-- PROBLEM REQUIREMENTS --
Pick up the AWS deployment walkthrough below, the one with the Docker image and Terraform steps, and continue it from its last line.

-- DOCUMENT SEGMENT --
#####
Step 1: Build and Push Docker Images

# Install AWS CLI
brew install awscli  # macOS
# or: pip install awscli

# Configure AWS credentials
aws configure

# Login to ECR
aws ecr get-login-password --region us-east-1 | \
  docker login --username AWS --password-stdin \
  YOUR_ACCOUNT_ID.dkr.ecr.us-east-1.amazonaws.com

# Build and tag images
export ECR_REGISTRY=YOUR_ACCOUNT_ID.dkr.ecr.us-east-1.amazonaws.com

docker build -t $ECR_REGISTRY/ragforge-api-gateway:latest ./api_gateway
docker build -t $ECR_REGISTRY/ragforge-orchestrator:latest ./orchestrator
docker build -t $ECR_REGISTRY/ragforge-embeddings:latest ./embeddings
docker build -t $ECR_REGISTRY/ragforge-ontology:latest ./ontology_service
docker build -t $ECR_REGISTRY/ragforge-llm-proxy:latest ./llm_proxy

# Push to ECR
docker push $ECR_REGISTRY/ragforge-api-gateway:latest
docker push $ECR_REGISTRY/ragforge-orchestrator:latest
docker push $ECR_REGISTRY/ragforge-embeddings:latest
docker push $ECR_REGISTRY/ragforge-ontology:latest
docker push $ECR_REGISTRY/ragforge-llm-proxy:latest

Step 2: Infrastructure as Code (Terraform)

# VPC and Networking
resource "aws_vpc" "ragforge" {
  cidr_block = "10.0.0.0/16"
  enable_dns_hostnames = true
  enable_dns_support = true

  tags = {
    Name = "ragforge-vpc"
  }
}

# RDS PostgreSQL with pgvector
resource "aws_db_instance" "vector_db" {
  identifier = "ragforge-vector-db"
  engine = "postgres"
  engine_version = "16.1"
  instance_class = "db.t3.large"

  allocated_storage = 100
  storage_type = "gp3"

  db_name = "ragdb"
  username = "raguser"
  password = data.aws_secretsmanager_secret_version.db_password.secret_string

  vpc_security_group_ids = [aws_security_group.db.id]
  db_subnet_group_name = aws_db_subnet_group.ragforge.name

  # Enable pgvector extension via custom parameter group
  parameter_group_name = aws_db_parameter_group.pgvector.name

  backup_retention_period = 7
  skip_final_snapshot = false
  final_snapshot_identifier = "ragforge-final-snapshot"
#####
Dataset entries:
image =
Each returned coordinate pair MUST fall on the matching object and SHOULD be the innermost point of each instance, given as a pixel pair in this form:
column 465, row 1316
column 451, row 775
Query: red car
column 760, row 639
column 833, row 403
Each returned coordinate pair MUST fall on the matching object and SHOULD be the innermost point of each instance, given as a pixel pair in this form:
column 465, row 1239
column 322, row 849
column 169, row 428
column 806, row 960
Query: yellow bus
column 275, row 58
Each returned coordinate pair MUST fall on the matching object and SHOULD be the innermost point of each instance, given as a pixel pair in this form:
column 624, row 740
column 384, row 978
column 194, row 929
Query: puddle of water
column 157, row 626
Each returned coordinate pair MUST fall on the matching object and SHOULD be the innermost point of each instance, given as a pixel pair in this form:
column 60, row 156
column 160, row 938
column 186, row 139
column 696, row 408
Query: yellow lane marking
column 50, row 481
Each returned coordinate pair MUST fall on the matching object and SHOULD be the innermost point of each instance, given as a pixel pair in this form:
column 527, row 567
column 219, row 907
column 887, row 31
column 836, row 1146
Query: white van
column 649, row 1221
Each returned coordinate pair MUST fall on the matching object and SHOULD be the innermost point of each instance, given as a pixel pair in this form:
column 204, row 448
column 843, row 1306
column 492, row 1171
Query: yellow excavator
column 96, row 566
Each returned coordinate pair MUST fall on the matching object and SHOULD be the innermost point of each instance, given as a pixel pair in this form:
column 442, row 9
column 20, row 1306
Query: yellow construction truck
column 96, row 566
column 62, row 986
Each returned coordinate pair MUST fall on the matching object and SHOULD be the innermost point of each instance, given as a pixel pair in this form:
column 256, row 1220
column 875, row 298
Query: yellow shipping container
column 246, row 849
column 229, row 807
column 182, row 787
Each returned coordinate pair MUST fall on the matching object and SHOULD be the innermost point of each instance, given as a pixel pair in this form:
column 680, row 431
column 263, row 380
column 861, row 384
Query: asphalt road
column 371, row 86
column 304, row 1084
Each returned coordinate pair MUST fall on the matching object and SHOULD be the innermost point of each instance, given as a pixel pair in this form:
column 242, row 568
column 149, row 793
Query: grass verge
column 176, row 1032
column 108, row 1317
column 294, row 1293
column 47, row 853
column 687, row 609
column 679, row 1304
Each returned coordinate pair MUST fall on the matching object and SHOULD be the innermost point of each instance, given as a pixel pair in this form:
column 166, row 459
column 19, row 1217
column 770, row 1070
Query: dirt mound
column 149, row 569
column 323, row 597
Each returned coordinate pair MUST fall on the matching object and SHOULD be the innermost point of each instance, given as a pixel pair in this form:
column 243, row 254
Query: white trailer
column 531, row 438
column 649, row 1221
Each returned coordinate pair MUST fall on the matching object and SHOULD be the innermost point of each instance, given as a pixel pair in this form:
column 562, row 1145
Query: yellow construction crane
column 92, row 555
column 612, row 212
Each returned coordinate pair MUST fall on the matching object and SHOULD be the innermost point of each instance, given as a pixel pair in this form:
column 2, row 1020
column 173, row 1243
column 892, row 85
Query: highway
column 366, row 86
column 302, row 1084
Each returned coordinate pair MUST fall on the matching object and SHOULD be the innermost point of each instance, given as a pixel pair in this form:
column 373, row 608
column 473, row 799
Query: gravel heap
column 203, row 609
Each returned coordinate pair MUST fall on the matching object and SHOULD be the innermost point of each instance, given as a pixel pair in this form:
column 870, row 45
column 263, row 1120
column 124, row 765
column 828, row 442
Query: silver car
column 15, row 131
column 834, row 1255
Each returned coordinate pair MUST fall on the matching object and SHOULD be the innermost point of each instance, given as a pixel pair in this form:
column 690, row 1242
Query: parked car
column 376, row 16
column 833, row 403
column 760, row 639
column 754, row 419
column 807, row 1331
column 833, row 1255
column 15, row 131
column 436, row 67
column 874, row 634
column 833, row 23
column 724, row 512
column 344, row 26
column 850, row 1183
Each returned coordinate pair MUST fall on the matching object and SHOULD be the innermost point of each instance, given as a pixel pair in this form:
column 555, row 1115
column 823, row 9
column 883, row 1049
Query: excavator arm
#####
-- WRITTEN ANSWER --
  tags = {
    Name = "ragforge-vector-db"
  }
}

# ECS Cluster
resource "aws_ecs_cluster" "ragforge" {
  name = "ragforge-cluster"

  setting {
    name = "containerInsights"
    value = "enabled"
  }
}

# ECS Task Definition - Orchestrator
resource "aws_ecs_task_definition" "orchestrator" {
  family = "ragforge-orchestrator"
  requires_compatibilities = ["FARGATE"]
  network_mode = "awsvpc"
  cpu = "1024"  # 1 vCPU
  memory = "2048"  # 2 GB

  container_definitions = jsonencode([
    {
      name = "orchestrator"
      image = "${var.ecr_registry}/ragforge-orchestrator:latest"
      portMappings = [
        {
          containerPort = 8002
          protocol = "tcp"
        }
      ]
      environment = [
        {
          name = "POSTGRES_HOST"
          value = aws_db_instance.vector_db.endpoint
        },
        {
          name = "EMBEDDING_SERVICE_URL"
          value = "http://${aws_service_discovery_service.embeddings.name}.${aws_service_discovery_private_dns_namespace.ragforge.name}:8003"
        }
      ]
      secrets = [
        {
          name = "POSTGRES_PASSWORD"
          valueFrom = aws_secretsmanager_secret.db_password.arn
        }
      ]
      logConfiguration = {
        logDriver = "awslogs"
        options = {
          "awslogs-group" = "/ecs/ragforge-orchestrator"
          "awslogs-region" = var.aws_region
          "awslogs-stream-prefix" = "ecs"
        }
      }
    }
  ])
}

# ECS Service - Orchestrator
resource "aws_ecs_service" "orchestrator" {
  name = "orchestrator"
  cluster = aws_ecs_cluster.ragforge.id
  task_definition = aws_ecs_task_definition.orchestrator.arn
  desired_count = 2
  launch_type = "FARGATE"

  network_configuration {
    subnets = aws_subnet.private[*].id
    security_groups = [aws_security_group.ecs_tasks.id]
  }

  load_balancer {
    target_group_arn = aws_lb_target_group.orchestrator.arn
    container_name = "orchestrator"
    container_port = 8002
  }

  service_registries {
    registry_arn = aws_service_discovery_service.orchestrator.arn
  }

  depends_on = [aws_lb_listener.api]
}

# Similar definitions for other services...

Step 3: Deploy

# Initialize Terraform
cd terraform
terraform init

# Plan deployment
terraform plan -out=tfplan

# Apply
terraform apply tfplan

# Get outputs
terraform output alb_dns_name
# Output: ragforge-alb-123456789.us-east-1.elb.amazonaws.com

Step 4: Configure DNS

# Create CNAME record pointing to ALB
# api.ragforge.com -> ragforge-alb-123456789.us-east-1.elb.amazonaws.com

Observability and Debugging

1. Request Tracing

Every request gets a unique trace ID that flows through all services.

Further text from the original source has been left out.